Talk about the rich, tax the poor

“During the third summer I spent in Tunisia, there was an extraordinary number of popular uprisings across the country (…) The drive for these social movements was water shortage,” as reported by the World Bank director in Tunisia, Tony Verheijen, in March 2019 on World Bank Blogs website. He continues, in great depth: “The main reason for this is that the richest fifty people (…) use drinking water to wash cars and water gardens (…) Secondly, the huge increase in tourists is an additional pressure on water demand. Seemingly, hotels are not interested in reducing their water consumption (not even the traditional notes encouraging reusing towels)”. Yes, quite simply, it is related to cars and towels. Mr. Verheijen does not leave us in a maze and reveals the reasons for wasting: “Water is one of most precious and rare natural resources in Tunisia, however it is sold for a pittance (…) Water is the only commodity that is very cheap, which doesn’t encourage people to be economical in their consumption.” The magical formula is well known: “To modify tariff to cost recovery levels”. Of course, such trend “would have a minimal impact on the poor,” assures the author, depending on figures and statistics reported in a study published by World Bank.

********************

### Job A
Say whether each statement agrees with the piece on Tunisia's water shortage. Answer yes or no for each, and quote the deciding words from the text.
(i) Verheijen names water shortage as the drive behind the uprisings.
(ii) According to Verheijen, hotels seemed keen to cut their water use.
(iii) Verheijen describes water in Tunisia as sold at a high price.
### Job B
Write a continuation of the piece on Tunisia's water shortage, starting after its final sentence.

********************

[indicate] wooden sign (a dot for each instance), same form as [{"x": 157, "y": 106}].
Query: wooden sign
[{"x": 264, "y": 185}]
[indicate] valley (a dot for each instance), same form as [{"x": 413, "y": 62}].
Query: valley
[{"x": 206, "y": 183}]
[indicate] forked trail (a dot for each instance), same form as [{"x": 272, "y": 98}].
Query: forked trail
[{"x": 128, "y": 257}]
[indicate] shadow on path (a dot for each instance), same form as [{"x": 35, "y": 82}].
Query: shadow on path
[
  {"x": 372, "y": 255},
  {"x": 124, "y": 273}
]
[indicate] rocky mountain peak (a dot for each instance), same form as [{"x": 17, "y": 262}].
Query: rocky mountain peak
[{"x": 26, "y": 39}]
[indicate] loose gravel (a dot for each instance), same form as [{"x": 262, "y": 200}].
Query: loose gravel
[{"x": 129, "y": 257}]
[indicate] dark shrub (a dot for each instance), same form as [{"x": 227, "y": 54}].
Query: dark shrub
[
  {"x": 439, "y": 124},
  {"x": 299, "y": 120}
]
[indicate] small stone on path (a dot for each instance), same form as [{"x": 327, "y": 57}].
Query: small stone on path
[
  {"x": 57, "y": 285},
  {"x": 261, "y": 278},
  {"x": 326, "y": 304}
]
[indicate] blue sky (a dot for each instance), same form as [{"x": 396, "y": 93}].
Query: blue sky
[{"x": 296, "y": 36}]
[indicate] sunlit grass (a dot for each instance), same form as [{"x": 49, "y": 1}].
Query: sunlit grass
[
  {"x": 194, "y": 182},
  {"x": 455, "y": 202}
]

********************

### Exercise result A
(i) Yes: "The drive for these social movements was water shortage"
(ii) No: "Seemingly, hotels are not interested in reducing their water consumption"
(iii) No: "however it is sold for a pittance"

### Exercise result B
Mr. Verheijen and his organization are not the only ones worried about water resources of Tunisia. In December 2018, the German Kreditanstalt für Wiederaufbau (KfW) signed with the Tunisian Government a Euro 100 million-loan agreement for financing the “Program of Supporting Water Sector Reforms—Second Phase”. The agreement covered implementation of 13 “Reforms,” including the approval of the new “Water Code”, the increase of the drinking water tariff by 150 dime per CBM, improving the rate of water invoices, the increase of the water filtration invoice by 8% and the development of proposals on increasing the irrigation water tariff. Additionally, the Agence française de développement (AFD) signed a 33-million-Euro loan agreement with Tunisia for supporting the Second Water Sector Development Programme PISEAU II, its main objective being developing water grids in rural areas. To ensure the “sustainability of the project’s implications,” the AFD referred to the need to “complete the process of transferring state risk to end users and approval of proper tariffs.”

It seems that Tunisia is keen on positive interaction with its international partners’ concerns, more than it is sometimes expected. The Government increased the drinking water tariff twice, not once: the first in 2016 and the second in 2020. Until 2015, the SONEDE adopted a gradual tariff for consumption: the first 20 CBM for a “low” price, the second for a higher price, etc. The end user pays according to different tariffs. For example, if he consumes 30 CBM, he will pay the first 20 CBM at a low price and the additional 10 CBM at a higher price. Starting in 2016, firstly, the tariff of each consumption level was increased by 30%, and secondly the higher consumption level tariff was approved.

From Alaa Al-Marzouqi’s point of view, these increases are futile, and warns of the opposite effect: “When you know that you consumed 21 or 39 CBM, you will pay according to the higher tariff and it does not encourage you to save water, but you may consume more than usual.” Instead, he suggests that “the necessary quantity of drinking water should be provided free of charge, and a high tariff shall be applied to other consumptions”.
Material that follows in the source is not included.